### EXERCISE
Summarize the album reviews below in two sentences.

### TEXT SECTION
◆ ◆ ◆ ◆ ◆ ◆ ◆

Opeth simply fails as a band, at least to me. While I'll admit to never fully understanding the amazement and awe so many have for this band, I've appreciated them from afar. I've listened, and I've at least wrapped my head around what they were trying to do. Their fusing of death metal with progressive elements always made for an awkwardness that's rarely done creatively. While certainly not at all the same musically, that awkward allure has always been the draw to many to a band like Meshuggah (although again, not at all comparing the music they make at all). Still, it seems like Opeth just doesn't want to have that allure anymore. Instead, they want to be Pink Floyd. Well, in short, they aren't Pink Floyd, or King Crimson, or whatever progressive rock band they are taking influence from on PALE COMMUNION. While I'm sure this is inspired work where every note was scrutinized, it's a boring listen to people that make up the heavy music audience they once were playing to. Clearly that's not their focus anymore.
A SKELETAL DOMAIN
So really, what does anyone expect when you get a Cannibal Corpse release handed to you? Ballads, love songs and fun? Not hardly. There's an expectation of severe brutality which the band delivers time and time again. Certainly, it comes with different levels of acceptance to one's ears, but ultimately the only thing that matters if it says Cannibal Corpse on the cover is that you know you are in for an extremely heavy ride. They are one band where even member changes have meant very, very little to the overall sound (cue the Cannibal Corpse uber fans to write in and tell me how each member's departure change the "dynamics"...shut up!). Like I said, you know what you get with these guys, but sometimes the degree of playing is better than at other times. This would be one of those times. As a fan of the band, A SKELETAL DOMAIN is by far the most musical venture the band has taken, and it's by far the most adventurous musically. I'm sure to most that don't appreciate their version of "slaughtercore" it's just noise, but to a Death Metal fan, this is one of their best efforts to date.

◆ ◆ ◆ ◆ ◆ ◆ ◆

[Items from a data source]

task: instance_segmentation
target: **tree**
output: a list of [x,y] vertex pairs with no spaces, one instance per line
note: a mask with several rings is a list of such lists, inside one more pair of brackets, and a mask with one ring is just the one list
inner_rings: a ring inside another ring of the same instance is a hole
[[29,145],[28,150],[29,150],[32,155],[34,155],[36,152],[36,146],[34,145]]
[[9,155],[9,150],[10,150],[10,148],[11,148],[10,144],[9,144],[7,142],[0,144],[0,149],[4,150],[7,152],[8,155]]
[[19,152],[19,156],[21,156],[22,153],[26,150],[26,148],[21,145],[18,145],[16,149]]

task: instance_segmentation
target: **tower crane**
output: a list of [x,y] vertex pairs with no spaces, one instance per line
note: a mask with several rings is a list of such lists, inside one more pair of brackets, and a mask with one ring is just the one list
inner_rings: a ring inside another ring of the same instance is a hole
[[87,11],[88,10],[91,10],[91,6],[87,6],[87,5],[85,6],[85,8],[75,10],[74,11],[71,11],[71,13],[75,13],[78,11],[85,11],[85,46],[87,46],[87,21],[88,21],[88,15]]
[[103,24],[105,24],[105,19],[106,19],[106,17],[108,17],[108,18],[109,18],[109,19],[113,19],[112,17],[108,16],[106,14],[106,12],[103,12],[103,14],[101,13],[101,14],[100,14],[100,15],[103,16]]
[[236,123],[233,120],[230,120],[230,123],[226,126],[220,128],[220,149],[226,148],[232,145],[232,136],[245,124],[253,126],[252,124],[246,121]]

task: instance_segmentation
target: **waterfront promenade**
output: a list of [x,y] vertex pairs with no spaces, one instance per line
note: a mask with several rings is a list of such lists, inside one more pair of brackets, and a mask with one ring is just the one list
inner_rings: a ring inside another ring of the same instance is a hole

◆ ◆ ◆ ◆ ◆ ◆ ◆

### ANSWER TO THIS PROBLEM
The reviewer finds Opeth's PALE COMMUNION a boring listen for the heavy music audience, saying the band has dropped the awkward allure of fusing death metal with progressive elements and now wants to be Pink Floyd. Cannibal Corpse's A SKELETAL DOMAIN, by contrast, delivers the expected severe brutality, and to the reviewer, a fan of the band, it is the band's most musical and adventurous venture and one of its best efforts to date.